## Цель задания:
Продолжите текст о сходстве Цинцинната с безвестным отцом, начав сразу после его последнего предложения.

## Фрагмент текста:

========

От нее Цинциннат узнает и о своем сходстве с безвестным отцом. Безликий отец, исчезнувший во мраке ночи, напоминает о гностической концепции «непознаваемого неизречимого Бога», называемого «Чужой», «Безымянный», «Сокрытый» или «Безвестный Отец» [324]324
  См. главу «The Unknown Father» (G2).


[Закрыть]
. Это сообщение об отце равносильно гностическому откровению о непознаваемом божестве, откровению, восстанавливающему изначальную принадлежность Цинцинната к царству Божьему [325]325
  В соответствии с этим сообщением Цинциннат немедленно изменяет отношение к своей матери, в подлинности которой он «не совсем справедливо» – как Набоков замечает в своем интервью – сомневался. См.: Strong Opinions. P. 76.


[Закрыть]
.

========

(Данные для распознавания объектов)
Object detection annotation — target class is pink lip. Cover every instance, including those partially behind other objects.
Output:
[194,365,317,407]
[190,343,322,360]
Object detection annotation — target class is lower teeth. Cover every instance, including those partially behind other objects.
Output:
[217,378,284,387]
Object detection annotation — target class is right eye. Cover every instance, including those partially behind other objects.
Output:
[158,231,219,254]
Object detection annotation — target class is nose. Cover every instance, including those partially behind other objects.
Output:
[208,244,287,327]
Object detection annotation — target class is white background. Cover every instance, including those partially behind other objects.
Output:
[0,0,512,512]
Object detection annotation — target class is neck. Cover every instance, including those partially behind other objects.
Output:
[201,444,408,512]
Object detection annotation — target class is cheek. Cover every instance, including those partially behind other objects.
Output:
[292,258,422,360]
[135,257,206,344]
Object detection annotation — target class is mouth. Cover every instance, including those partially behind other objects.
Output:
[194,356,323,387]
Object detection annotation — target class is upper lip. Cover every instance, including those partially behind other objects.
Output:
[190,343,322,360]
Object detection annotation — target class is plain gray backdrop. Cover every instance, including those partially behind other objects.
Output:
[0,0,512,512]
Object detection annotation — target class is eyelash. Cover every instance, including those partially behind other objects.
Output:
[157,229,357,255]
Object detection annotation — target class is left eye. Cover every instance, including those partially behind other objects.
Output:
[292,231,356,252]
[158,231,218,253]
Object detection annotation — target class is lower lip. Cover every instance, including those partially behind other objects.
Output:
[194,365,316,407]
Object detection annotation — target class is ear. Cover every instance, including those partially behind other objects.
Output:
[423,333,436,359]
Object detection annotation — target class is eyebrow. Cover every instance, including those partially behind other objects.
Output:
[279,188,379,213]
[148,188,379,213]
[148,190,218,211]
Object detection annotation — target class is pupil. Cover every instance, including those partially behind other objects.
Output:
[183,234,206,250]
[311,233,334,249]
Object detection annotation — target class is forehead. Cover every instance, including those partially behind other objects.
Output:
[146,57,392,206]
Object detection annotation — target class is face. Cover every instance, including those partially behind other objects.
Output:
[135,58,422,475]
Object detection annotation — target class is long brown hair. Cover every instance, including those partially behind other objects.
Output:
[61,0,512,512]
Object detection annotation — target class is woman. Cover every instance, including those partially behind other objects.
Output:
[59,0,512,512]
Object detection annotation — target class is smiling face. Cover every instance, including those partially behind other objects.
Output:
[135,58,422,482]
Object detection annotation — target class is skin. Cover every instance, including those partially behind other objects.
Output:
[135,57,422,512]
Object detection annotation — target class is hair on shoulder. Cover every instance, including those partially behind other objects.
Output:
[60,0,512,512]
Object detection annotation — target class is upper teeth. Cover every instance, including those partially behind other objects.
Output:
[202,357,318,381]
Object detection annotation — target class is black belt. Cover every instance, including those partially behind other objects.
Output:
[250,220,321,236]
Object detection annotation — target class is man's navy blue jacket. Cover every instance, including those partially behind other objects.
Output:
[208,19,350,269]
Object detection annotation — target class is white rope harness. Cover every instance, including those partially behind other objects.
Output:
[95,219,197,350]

========

## Результат:
Поскольку гносис – познание непознаваемости Божьей, его содержание выражено с высокой степенью неопределенности. Это познание часто складывается «via negationis» («от противного»). Бог обнаруживается несостоятельностью доводов разума и речей, и само число этих провалов доказывает его существование. Многочисленные topoi inferrabilitatis и повторяющаяся фраза «Я кое-что знаю» относится к способности Цинцинната постичь мистическое знание о Боге, «гносис».

«Да, из области другим заказанной и недоступной, да, я кое-что знаю, да…» (95) «Я кое-что знаю. Я кое-что знаю. Но оно так трудно выразимо! Нет, не могу… хочется бросить, – а вместе с тем – такое чувство, что, кипя, поднимаешься как молоко, что сойдешь с ума от щекотки, если хоть как-нибудь не выразишь» (96).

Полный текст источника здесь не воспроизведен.